» THE REQUEST:
Copy every one of the records that follow, reproducing each line word for word.

________________________

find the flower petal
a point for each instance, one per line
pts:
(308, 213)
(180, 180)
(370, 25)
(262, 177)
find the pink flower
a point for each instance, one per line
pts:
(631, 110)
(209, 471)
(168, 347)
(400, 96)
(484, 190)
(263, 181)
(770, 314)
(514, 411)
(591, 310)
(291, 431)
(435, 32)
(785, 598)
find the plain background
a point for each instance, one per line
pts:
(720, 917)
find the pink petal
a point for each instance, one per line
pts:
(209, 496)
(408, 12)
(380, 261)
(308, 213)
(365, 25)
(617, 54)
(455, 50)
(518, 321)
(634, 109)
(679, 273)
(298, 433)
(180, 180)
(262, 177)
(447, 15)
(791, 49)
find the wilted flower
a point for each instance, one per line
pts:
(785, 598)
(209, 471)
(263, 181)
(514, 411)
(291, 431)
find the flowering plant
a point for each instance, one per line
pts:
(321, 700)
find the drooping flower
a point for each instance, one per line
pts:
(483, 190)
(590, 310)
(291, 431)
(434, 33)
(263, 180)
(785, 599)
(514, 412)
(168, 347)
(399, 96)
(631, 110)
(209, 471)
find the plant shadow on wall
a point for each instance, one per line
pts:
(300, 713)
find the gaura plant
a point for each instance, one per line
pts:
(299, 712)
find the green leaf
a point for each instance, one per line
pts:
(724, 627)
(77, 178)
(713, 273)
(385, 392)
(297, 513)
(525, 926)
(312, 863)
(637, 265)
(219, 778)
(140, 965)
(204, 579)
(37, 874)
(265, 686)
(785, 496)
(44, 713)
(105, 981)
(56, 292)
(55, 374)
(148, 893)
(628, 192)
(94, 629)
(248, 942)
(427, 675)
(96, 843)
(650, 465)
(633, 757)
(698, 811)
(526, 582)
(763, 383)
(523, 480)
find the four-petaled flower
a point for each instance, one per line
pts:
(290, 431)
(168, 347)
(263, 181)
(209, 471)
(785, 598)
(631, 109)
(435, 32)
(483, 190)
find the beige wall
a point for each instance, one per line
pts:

________________________

» RESULT:
find the flower petal
a point for each instance, one per line
pts:
(308, 213)
(180, 180)
(370, 25)
(262, 177)
find the pink flower
a point for each instance, one per line
pts:
(631, 110)
(209, 471)
(168, 347)
(400, 96)
(484, 190)
(263, 181)
(770, 314)
(514, 411)
(591, 310)
(291, 431)
(435, 32)
(785, 598)
find the plain background
a point for each instance, one per line
pts:
(720, 917)
find the pink petal
a point for each instance, one per line
pts:
(209, 496)
(408, 12)
(380, 261)
(308, 213)
(365, 25)
(617, 54)
(455, 50)
(518, 321)
(634, 109)
(679, 273)
(298, 433)
(180, 180)
(262, 177)
(447, 15)
(791, 49)
find the wilted flower
a point for each instance, one per line
pts:
(785, 598)
(209, 471)
(263, 181)
(514, 411)
(291, 431)
find the flowering plant
a point for each instance, one per line
pts:
(321, 700)
find the drooping flower
a point for each instance, one per line
pts:
(483, 190)
(590, 310)
(291, 431)
(434, 33)
(263, 180)
(785, 599)
(514, 412)
(168, 347)
(399, 96)
(631, 110)
(209, 471)
find the plant shadow on wall
a point for each instance, one per line
pts:
(300, 713)
find the gaura plant
a point for each instance, one per line
pts:
(299, 712)
find the green leaf
a point for each instance, one per line
pts:
(724, 627)
(77, 178)
(713, 273)
(385, 392)
(297, 513)
(525, 926)
(312, 863)
(637, 265)
(219, 778)
(140, 965)
(204, 579)
(37, 874)
(265, 686)
(785, 496)
(44, 713)
(105, 981)
(56, 292)
(55, 374)
(148, 893)
(628, 192)
(94, 629)
(248, 942)
(427, 675)
(96, 843)
(650, 465)
(633, 757)
(698, 811)
(526, 582)
(763, 383)
(523, 480)
find the four-petaled flower
a point for each instance, one per line
pts:
(290, 431)
(168, 347)
(263, 181)
(209, 471)
(785, 598)
(631, 109)
(435, 32)
(483, 190)
find the beige wall
a point for each instance, one per line
pts:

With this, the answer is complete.